Dataset entries:
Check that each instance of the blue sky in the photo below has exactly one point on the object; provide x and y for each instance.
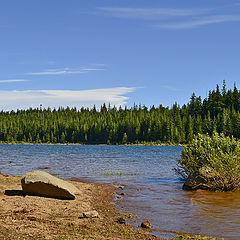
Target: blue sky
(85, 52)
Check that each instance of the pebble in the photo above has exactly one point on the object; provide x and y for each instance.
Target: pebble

...

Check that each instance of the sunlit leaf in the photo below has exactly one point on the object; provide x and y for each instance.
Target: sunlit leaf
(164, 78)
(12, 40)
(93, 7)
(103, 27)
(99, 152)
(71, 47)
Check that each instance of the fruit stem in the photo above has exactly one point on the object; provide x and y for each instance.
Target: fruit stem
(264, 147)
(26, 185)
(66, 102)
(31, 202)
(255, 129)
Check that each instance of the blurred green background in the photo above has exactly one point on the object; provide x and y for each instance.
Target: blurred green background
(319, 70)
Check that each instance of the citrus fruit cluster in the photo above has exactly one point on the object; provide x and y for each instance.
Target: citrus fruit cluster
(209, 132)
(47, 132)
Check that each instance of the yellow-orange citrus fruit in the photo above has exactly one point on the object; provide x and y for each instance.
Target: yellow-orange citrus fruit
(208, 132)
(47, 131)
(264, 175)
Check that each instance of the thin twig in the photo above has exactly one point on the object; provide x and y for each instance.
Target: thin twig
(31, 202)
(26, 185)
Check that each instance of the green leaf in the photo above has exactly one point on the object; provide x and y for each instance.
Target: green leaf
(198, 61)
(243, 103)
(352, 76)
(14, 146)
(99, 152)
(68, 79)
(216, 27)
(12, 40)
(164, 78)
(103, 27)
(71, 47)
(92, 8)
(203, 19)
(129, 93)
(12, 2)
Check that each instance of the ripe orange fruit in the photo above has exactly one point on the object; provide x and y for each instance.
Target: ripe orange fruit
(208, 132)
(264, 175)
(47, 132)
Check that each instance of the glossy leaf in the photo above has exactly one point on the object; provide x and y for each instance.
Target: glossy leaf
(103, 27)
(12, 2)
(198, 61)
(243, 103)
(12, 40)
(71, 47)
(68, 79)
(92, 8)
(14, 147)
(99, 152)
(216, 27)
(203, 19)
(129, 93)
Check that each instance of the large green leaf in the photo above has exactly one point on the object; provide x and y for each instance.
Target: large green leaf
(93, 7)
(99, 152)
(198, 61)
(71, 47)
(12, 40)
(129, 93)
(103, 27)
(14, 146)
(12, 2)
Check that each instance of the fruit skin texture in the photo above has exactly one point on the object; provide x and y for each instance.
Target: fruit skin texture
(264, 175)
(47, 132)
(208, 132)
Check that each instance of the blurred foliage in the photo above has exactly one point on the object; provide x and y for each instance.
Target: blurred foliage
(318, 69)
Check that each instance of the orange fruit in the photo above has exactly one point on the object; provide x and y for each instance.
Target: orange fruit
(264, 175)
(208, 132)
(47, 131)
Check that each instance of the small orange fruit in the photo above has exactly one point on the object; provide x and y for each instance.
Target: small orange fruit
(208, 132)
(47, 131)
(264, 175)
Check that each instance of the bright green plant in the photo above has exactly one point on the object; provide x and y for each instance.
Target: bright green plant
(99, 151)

---

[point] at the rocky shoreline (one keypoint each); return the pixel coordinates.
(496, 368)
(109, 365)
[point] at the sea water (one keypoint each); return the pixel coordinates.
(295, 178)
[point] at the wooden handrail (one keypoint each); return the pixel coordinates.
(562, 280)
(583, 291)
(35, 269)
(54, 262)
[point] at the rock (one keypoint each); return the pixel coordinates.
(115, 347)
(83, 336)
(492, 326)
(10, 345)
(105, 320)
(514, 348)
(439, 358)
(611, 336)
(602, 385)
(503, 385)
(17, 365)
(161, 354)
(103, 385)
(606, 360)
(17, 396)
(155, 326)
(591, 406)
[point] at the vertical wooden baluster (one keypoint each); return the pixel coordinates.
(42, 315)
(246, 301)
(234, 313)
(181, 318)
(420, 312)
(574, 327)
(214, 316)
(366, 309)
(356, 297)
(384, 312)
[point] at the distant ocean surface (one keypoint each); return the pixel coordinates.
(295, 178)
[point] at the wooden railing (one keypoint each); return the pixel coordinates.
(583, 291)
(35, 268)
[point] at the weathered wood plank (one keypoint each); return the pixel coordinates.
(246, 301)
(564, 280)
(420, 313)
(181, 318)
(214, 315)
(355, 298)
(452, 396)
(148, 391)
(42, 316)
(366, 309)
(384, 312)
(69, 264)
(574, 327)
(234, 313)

■ The problem
Print exactly the lines above, between the one holding "Target: yellow-orange citrus fruit" and the one holding "Check that each instance of the large", inclusive, and nothing besides.

■ Solution
Target: yellow-orange citrus fruit
(208, 132)
(47, 131)
(264, 175)
Check that each instance of the thin twig in the photo above has exactly one point on the object; provide x and y for each instance.
Target: thin twig
(31, 202)
(26, 185)
Check that each instance of the green leaf in the photo above has exactly one point on the object; provide x and y for each instance.
Target: green leaf
(198, 61)
(243, 103)
(352, 76)
(14, 146)
(99, 152)
(68, 79)
(216, 27)
(12, 40)
(164, 78)
(103, 27)
(71, 47)
(92, 8)
(203, 19)
(129, 93)
(12, 2)
Check that each instance of the ripe orange fruit in the photo above has exactly one point on the object; provide x and y for each instance.
Target: ripe orange fruit
(208, 132)
(264, 175)
(47, 132)
Check that each instance of the glossy leaf in the photo above has exactly one point on the object; provide x and y for each instance.
Target: glossy leaf
(103, 27)
(12, 2)
(198, 61)
(243, 103)
(12, 40)
(71, 47)
(68, 79)
(92, 8)
(14, 147)
(99, 152)
(216, 27)
(203, 19)
(129, 93)
Check that each instance of the large green leaf in the photo above has exactly one point on the object; provide x and y for each instance.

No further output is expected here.